INPUT FOR THIS TASK Start Marker

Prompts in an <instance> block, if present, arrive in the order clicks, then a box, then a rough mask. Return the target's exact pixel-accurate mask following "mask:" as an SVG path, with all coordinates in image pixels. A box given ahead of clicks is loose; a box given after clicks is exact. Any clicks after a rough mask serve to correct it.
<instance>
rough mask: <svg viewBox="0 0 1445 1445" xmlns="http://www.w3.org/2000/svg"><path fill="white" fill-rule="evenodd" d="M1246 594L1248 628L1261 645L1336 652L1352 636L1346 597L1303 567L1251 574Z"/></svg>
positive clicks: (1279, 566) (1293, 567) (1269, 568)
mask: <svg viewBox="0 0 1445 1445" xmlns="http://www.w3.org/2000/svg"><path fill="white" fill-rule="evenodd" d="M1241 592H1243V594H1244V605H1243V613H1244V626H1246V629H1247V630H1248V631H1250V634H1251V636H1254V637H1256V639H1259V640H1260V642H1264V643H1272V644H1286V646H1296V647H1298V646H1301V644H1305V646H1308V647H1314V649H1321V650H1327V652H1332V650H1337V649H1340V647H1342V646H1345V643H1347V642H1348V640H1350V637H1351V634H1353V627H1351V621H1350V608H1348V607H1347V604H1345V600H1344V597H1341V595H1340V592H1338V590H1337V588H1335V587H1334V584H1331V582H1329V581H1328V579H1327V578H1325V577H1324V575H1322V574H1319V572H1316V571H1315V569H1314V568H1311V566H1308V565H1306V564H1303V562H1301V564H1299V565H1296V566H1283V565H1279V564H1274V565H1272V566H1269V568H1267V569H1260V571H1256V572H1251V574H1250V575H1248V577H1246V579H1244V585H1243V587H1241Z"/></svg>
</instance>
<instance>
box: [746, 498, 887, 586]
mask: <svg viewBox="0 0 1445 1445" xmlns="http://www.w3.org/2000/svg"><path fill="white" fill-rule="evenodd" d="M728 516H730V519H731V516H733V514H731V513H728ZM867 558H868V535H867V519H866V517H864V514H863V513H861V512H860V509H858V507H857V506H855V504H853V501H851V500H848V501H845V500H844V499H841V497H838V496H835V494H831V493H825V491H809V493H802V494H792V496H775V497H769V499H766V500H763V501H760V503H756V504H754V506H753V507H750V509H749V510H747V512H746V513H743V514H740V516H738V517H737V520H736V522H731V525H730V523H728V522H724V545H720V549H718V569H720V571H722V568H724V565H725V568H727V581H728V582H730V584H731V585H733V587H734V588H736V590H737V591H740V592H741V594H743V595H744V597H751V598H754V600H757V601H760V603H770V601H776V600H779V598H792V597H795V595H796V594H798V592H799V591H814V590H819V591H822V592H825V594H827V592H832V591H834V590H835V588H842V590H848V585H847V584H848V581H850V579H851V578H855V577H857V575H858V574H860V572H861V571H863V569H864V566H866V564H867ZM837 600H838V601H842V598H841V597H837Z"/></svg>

INPUT FOR THIS TASK End Marker

• _TASK ITEM_
Each entry must be reproduced exactly, with nothing added or dropped.

• _SOLUTION TO THIS EXERCISE_
Prompts in an <instance> block, if present, arrive in the order clicks, then a box, then a rough mask. Return the target's exact pixel-accurate mask following "mask:" as an SVG path, with all coordinates in image pixels. A box given ahead of clicks is loose; a box given after clicks is exact. Any clicks after a rough mask serve to correct it.
<instance>
rough mask: <svg viewBox="0 0 1445 1445" xmlns="http://www.w3.org/2000/svg"><path fill="white" fill-rule="evenodd" d="M1246 594L1248 628L1261 645L1336 652L1352 636L1346 597L1303 567L1251 574Z"/></svg>
positive clicks: (1279, 566) (1293, 567) (1269, 568)
mask: <svg viewBox="0 0 1445 1445" xmlns="http://www.w3.org/2000/svg"><path fill="white" fill-rule="evenodd" d="M1241 592H1243V594H1244V605H1243V613H1244V626H1246V629H1247V630H1248V631H1250V634H1251V636H1254V637H1256V639H1259V640H1260V642H1264V643H1272V644H1286V646H1296V647H1298V646H1301V644H1305V646H1308V647H1314V649H1321V650H1327V652H1332V650H1337V649H1340V647H1342V646H1345V643H1347V642H1348V640H1350V637H1351V634H1353V627H1351V621H1350V608H1348V607H1347V604H1345V600H1344V597H1341V595H1340V592H1338V590H1337V588H1335V587H1334V584H1331V582H1329V581H1328V579H1327V578H1325V577H1324V575H1322V574H1319V572H1316V571H1315V569H1314V568H1311V566H1308V565H1306V564H1303V562H1301V564H1299V565H1296V566H1283V565H1279V564H1274V565H1272V566H1269V568H1267V569H1260V571H1256V572H1251V574H1250V575H1248V577H1246V579H1244V585H1243V587H1241Z"/></svg>
</instance>
<instance>
box: [746, 498, 887, 586]
mask: <svg viewBox="0 0 1445 1445" xmlns="http://www.w3.org/2000/svg"><path fill="white" fill-rule="evenodd" d="M728 516H730V519H731V516H733V514H731V513H728ZM867 558H868V535H867V519H866V517H864V514H863V513H861V512H860V509H858V507H857V506H855V504H853V501H851V500H848V501H845V500H844V499H841V497H838V496H835V494H831V493H825V491H809V493H802V494H792V496H775V497H769V499H766V500H763V501H760V503H756V504H754V506H753V507H750V509H749V510H747V512H746V513H743V514H740V516H738V517H737V520H736V522H731V525H730V523H728V522H724V545H720V549H718V569H720V571H722V568H724V565H725V568H727V581H728V582H730V584H731V585H733V587H734V588H736V590H737V591H740V592H741V594H743V595H744V597H751V598H754V600H757V601H760V603H770V601H776V600H779V598H792V597H795V595H796V594H798V592H799V591H814V590H819V591H822V592H825V594H827V592H832V591H834V590H835V588H842V590H848V585H847V584H848V581H850V579H851V578H855V577H857V575H858V574H860V572H861V571H863V569H864V566H866V564H867ZM837 600H838V601H842V598H841V597H837Z"/></svg>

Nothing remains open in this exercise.